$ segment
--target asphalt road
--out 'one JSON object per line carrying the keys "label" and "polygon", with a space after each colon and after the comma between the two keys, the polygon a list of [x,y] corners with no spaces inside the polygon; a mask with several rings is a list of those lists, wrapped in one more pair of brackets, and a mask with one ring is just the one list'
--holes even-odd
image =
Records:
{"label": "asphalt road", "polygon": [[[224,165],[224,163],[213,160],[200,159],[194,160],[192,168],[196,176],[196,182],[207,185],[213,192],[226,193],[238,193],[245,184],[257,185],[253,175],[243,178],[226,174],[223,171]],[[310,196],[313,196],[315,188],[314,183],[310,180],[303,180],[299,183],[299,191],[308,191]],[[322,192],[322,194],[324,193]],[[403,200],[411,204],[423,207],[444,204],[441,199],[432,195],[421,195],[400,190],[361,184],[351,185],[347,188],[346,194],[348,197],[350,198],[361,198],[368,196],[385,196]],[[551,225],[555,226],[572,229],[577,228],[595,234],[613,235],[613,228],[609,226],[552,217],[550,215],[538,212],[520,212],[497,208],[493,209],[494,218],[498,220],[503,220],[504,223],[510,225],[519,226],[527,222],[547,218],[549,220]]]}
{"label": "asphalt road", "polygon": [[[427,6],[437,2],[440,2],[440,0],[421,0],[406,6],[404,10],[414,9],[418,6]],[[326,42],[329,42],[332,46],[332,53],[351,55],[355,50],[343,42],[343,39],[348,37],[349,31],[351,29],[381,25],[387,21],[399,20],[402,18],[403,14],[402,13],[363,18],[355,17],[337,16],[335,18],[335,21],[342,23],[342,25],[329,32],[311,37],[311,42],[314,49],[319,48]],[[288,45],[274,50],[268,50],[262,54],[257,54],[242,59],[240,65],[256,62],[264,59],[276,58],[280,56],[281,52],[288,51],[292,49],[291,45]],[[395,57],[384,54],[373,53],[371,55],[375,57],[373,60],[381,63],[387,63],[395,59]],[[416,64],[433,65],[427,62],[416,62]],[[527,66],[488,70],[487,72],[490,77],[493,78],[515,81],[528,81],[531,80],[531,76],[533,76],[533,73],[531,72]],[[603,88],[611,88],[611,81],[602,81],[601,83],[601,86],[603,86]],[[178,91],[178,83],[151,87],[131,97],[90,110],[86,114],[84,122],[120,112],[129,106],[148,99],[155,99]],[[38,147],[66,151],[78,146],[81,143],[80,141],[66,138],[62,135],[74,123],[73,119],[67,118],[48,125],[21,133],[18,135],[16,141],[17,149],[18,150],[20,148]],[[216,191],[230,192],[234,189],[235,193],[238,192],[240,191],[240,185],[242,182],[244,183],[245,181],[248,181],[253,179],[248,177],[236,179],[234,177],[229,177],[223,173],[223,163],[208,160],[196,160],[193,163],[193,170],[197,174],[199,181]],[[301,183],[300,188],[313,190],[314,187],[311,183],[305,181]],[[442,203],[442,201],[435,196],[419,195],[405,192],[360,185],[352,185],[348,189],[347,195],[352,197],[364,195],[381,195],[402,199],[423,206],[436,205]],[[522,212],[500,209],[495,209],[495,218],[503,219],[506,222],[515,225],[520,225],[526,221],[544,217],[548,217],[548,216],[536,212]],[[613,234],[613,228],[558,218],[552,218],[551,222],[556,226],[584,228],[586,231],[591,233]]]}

··········

» **WHAT IS NEEDED**
Count the lines in the records above that contain the word "list". Reply with the number alone.

» **FINISHED EXERCISE**
1